▶ Exercice court:
Dans le texte sur l'ouvrage de Jean-Loup Amselle, recopiez le passage qui s'ouvre sur les mots « Jean-Loup Amselle analyse » et se referme sur « opposées et symétriques. ».

▶ Extrait choisi:
┌────────

Jean-Loup Amselle analyse comment Occidentaux et Africains se perçoivent mutuellement, à travers clichés, stéréotypes et projections, et dénonce l’aliénation qui en résulte.
Jean-Loup Amselle, anthropologue et ethnologue, est directeur d’études émérite à l’EHESS et ancien rédacteur en chef des Cahiers d’études africaines. Après avoir consacré de nombreux travaux à l’ethnicité, à l’identité, au métissage, à l’art africain contemporain, au multiculturalisme et au post-colonialisme, il s’attache, dans cette dernière publication, à déconstruire l’imaginaire dans lequel s’entrecroisent fantasmes et investissements libidinaux entre l’Occident et l’Afrique. Cet imaginaire, rigide et structuré, repose sur l’idée de valeurs supposément opposées et symétriques.

└────────

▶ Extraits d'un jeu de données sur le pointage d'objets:
┌────────

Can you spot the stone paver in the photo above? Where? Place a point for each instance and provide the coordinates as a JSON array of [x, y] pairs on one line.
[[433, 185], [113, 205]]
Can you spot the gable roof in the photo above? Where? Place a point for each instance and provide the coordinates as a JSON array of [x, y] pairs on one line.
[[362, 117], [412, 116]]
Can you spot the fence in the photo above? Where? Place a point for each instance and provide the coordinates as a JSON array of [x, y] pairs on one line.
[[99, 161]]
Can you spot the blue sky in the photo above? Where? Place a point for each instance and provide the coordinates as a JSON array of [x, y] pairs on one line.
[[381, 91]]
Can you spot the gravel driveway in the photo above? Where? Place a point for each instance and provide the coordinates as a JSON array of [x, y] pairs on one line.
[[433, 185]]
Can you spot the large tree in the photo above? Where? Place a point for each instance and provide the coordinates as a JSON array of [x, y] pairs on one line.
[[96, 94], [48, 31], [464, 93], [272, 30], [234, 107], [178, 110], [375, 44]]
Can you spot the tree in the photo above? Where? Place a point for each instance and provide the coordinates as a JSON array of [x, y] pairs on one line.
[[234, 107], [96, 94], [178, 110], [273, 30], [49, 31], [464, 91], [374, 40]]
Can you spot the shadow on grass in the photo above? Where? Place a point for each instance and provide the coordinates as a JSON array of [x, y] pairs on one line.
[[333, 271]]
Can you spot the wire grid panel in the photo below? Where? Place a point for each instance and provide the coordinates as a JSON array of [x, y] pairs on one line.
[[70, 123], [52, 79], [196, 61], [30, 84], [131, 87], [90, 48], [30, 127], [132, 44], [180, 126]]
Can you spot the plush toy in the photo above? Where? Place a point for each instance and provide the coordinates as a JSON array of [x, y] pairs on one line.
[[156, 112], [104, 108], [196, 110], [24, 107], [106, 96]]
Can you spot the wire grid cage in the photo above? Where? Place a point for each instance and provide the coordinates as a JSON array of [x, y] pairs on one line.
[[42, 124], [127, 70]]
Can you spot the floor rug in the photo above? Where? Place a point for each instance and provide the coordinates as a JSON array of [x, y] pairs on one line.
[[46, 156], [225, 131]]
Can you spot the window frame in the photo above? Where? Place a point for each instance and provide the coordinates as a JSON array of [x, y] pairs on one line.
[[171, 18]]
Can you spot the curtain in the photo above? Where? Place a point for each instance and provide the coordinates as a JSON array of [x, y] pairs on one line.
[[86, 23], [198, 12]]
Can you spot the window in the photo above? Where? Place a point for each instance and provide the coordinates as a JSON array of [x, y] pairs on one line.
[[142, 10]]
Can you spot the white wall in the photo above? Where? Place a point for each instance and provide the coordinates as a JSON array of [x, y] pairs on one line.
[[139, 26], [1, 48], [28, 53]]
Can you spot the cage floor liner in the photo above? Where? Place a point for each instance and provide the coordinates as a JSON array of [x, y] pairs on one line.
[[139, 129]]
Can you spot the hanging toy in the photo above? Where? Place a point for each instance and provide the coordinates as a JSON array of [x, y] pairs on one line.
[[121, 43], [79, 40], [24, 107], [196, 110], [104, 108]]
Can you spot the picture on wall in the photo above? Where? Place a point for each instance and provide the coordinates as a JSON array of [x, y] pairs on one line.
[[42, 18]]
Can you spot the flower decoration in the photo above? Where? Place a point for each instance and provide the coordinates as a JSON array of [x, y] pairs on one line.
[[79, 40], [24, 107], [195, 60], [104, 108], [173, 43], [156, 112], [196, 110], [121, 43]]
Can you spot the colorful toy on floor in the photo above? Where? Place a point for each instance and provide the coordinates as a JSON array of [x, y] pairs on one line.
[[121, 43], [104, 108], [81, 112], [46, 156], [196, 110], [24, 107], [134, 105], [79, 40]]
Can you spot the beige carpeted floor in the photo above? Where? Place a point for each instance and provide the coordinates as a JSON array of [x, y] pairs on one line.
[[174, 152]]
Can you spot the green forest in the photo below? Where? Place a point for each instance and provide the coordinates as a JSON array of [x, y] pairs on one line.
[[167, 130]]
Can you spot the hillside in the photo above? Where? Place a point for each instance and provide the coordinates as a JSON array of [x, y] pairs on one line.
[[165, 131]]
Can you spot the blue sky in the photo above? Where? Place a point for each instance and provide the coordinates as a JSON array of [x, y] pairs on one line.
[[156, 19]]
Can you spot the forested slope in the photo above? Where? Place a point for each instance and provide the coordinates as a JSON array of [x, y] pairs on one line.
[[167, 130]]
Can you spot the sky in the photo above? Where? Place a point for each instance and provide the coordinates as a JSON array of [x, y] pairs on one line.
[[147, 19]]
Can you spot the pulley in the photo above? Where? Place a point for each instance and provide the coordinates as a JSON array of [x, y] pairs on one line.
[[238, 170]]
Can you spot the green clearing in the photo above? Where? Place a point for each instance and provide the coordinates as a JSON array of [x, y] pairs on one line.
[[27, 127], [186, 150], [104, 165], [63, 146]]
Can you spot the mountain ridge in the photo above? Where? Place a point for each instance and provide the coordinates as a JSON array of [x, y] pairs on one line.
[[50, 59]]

└────────

▶ Réponse:
Jean-Loup Amselle analyse comment Occidentaux et Africains se perçoivent mutuellement, à travers clichés, stéréotypes et projections, et dénonce l’aliénation qui en résulte.
Jean-Loup Amselle, anthropologue et ethnologue, est directeur d’études émérite à l’EHESS et ancien rédacteur en chef des Cahiers d’études africaines. Après avoir consacré de nombreux travaux à l’ethnicité, à l’identité, au métissage, à l’art africain contemporain, au multiculturalisme et au post-colonialisme, il s’attache, dans cette dernière publication, à déconstruire l’imaginaire dans lequel s’entrecroisent fantasmes et investissements libidinaux entre l’Occident et l’Afrique. Cet imaginaire, rigide et structuré, repose sur l’idée de valeurs supposément opposées et symétriques.